━━━━━ RECORDED INFORMATION ━━━━━

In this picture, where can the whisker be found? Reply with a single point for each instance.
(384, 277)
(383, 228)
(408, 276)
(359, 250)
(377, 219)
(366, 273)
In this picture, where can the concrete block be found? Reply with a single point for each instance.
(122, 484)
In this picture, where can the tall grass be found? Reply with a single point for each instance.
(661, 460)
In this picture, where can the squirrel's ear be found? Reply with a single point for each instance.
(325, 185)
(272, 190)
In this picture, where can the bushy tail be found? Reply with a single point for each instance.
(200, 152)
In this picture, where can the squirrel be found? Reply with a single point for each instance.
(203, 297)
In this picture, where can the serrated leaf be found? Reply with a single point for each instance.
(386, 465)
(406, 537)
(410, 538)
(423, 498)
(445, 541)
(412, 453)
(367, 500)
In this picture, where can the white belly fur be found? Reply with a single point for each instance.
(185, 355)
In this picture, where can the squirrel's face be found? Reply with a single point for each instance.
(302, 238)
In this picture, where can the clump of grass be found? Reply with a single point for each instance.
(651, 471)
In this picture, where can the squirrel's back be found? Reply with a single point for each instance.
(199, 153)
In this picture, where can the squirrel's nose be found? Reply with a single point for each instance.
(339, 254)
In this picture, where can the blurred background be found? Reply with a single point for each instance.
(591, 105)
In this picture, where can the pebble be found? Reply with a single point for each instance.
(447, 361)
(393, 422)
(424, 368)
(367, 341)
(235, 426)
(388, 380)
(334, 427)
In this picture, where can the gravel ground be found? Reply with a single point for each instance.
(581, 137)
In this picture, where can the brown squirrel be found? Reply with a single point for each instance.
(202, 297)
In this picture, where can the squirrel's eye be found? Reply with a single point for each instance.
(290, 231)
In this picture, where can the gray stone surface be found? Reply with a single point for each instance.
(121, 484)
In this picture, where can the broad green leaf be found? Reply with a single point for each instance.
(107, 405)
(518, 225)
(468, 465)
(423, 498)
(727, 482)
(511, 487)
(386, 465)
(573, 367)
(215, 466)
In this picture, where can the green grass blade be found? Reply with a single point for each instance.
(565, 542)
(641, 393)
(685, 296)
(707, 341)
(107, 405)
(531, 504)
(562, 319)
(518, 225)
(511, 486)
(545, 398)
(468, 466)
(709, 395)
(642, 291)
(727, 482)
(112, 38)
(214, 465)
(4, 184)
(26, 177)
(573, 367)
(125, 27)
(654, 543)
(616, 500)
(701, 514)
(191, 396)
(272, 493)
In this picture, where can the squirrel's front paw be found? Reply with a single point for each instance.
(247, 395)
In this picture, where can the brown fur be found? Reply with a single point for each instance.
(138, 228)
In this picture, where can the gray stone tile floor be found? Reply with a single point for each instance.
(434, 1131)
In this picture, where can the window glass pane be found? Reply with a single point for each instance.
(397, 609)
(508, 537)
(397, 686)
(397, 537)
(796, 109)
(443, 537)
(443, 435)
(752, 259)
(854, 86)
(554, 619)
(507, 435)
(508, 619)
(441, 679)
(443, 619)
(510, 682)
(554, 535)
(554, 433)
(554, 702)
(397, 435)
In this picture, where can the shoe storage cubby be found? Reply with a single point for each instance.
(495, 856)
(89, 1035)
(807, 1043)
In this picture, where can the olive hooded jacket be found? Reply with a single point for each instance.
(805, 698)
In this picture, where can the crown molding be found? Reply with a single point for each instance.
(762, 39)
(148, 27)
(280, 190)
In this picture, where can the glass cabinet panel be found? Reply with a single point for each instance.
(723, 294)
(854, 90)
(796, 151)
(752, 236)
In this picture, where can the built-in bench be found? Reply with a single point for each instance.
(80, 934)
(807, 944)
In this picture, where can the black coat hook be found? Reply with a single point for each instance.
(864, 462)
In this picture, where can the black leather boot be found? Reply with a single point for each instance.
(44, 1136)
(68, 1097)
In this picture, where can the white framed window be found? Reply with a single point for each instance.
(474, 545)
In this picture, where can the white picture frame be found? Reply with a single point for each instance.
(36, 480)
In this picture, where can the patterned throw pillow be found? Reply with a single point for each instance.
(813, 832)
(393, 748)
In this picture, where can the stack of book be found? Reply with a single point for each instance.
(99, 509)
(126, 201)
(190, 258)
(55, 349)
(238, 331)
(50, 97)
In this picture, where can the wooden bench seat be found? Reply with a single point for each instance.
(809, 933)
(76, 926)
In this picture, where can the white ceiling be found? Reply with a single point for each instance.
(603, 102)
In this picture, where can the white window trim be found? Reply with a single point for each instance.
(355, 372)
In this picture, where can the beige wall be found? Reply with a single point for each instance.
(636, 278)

━━━━━

GIVEN INSTRUCTION: Reproduce all of the records above word for word, with no changes.

PROBLEM SOLUTION:
In this picture, where can the whisker be found? Reply with a single point for each instance.
(384, 277)
(383, 228)
(408, 276)
(359, 250)
(377, 219)
(366, 273)
In this picture, where can the concrete block be found? Reply with a single point for each instance.
(122, 484)
In this picture, where can the tall grass be found? Reply with a single point for each instance.
(661, 460)
In this picture, where can the squirrel's ear be found? Reply with a single point for each instance.
(325, 185)
(272, 190)
In this picture, where can the bushy tail be found? Reply with a single point for each instance.
(200, 152)
In this picture, where can the squirrel be found? Reply with a single point for each instance.
(203, 297)
In this picture, where can the serrated leaf be found? Reply with a single point for each instance.
(386, 465)
(406, 537)
(410, 538)
(423, 498)
(445, 541)
(412, 453)
(367, 500)
In this picture, where can the white belly fur be found? Reply with a single point for each instance.
(185, 355)
In this picture, where can the squirrel's face be found? Reply with a single point for each instance.
(302, 238)
In this picture, where can the clump of grass be found? Reply with a single point for each instance.
(651, 471)
In this picture, where can the squirrel's back be found? Reply with a single point for each instance.
(199, 153)
In this picture, where can the squirrel's nose be found? Reply with a single point for each instance.
(339, 254)
In this picture, where can the blurred background be found? Reply with a single point for each instance.
(591, 105)
In this picture, where can the pebble be found? Reply with a single point for each instance.
(447, 361)
(393, 422)
(424, 368)
(367, 341)
(235, 426)
(388, 380)
(334, 427)
In this picture, where can the gravel ground be found? Reply with a single point for each instance.
(581, 137)
In this picture, where can the brown squirrel be found? Reply with a single point for each instance.
(202, 297)
In this picture, where can the squirrel's eye be found? Reply with a single point for each instance.
(290, 231)
In this picture, where can the gray stone surface be found? Reply with a single point for each instance.
(121, 484)
In this picture, where can the broad green leaf be found? Reply with a single point for each instance.
(107, 405)
(518, 225)
(468, 465)
(423, 498)
(727, 482)
(511, 487)
(386, 465)
(573, 367)
(215, 466)
In this picture, where can the green grass blade be found? Reply with a single point for each instance.
(565, 542)
(641, 393)
(685, 296)
(707, 341)
(107, 405)
(531, 504)
(562, 319)
(518, 225)
(511, 486)
(545, 398)
(468, 466)
(709, 395)
(642, 291)
(727, 482)
(112, 38)
(214, 465)
(4, 184)
(26, 177)
(573, 367)
(125, 27)
(654, 543)
(616, 500)
(701, 514)
(191, 396)
(272, 493)
In this picture, where can the squirrel's front paw be found? Reply with a single point for each instance.
(247, 395)
In this picture, where can the brown fur be found? Reply with a single point for each instance.
(138, 228)
In this picture, where can the gray stone tile floor be found? Reply with a single point for each instance.
(434, 1131)
In this picture, where can the window glass pane be found? Reply with a single point for each instance.
(397, 609)
(508, 537)
(397, 686)
(397, 537)
(796, 109)
(443, 537)
(443, 435)
(752, 259)
(854, 86)
(554, 619)
(507, 435)
(508, 619)
(441, 679)
(443, 619)
(510, 682)
(554, 535)
(554, 433)
(554, 702)
(397, 435)
In this picture, where can the shoe storage cubby be found? Reply with a single point for each instance.
(495, 856)
(89, 1035)
(807, 1043)
In this picture, where can the olive hooded jacket be found? Reply with a single point for each instance.
(805, 698)
In this picture, where can the crown molding be found? Reply with a single point for each instance.
(762, 39)
(148, 27)
(280, 190)
In this picture, where can the glass cabinet panel be found? Reply with a single point for each instance.
(723, 294)
(854, 90)
(796, 151)
(752, 236)
In this picture, where can the built-in bench be found? Reply with a single point for each instance.
(80, 934)
(807, 944)
In this picture, where can the black coat hook be found? Reply with a single point for each instance.
(864, 462)
In this picture, where can the black leather boot be found? Reply with a single point for each instance.
(44, 1136)
(68, 1097)
In this picture, where can the white framed window be found? Reply with a single point for each instance.
(474, 545)
In this picture, where can the white picture frame be found? Reply with a single point for each instance.
(36, 480)
In this picture, where can the patterned throw pillow be found? Reply with a single point for each instance.
(813, 832)
(393, 748)
In this picture, where can the stack of book be found? Reply with a single point for each instance.
(99, 509)
(126, 201)
(190, 258)
(55, 349)
(238, 331)
(50, 97)
In this picture, where can the wooden bench seat be found? Reply with a single point for each instance.
(809, 933)
(76, 926)
In this picture, where can the white ceiling be found? Reply with a single point for each instance.
(603, 102)
In this picture, where can the white window trim be found? Reply with a single point for each instance.
(355, 372)
In this picture, where can the beige wall be found? Reply with a single point for each instance.
(636, 278)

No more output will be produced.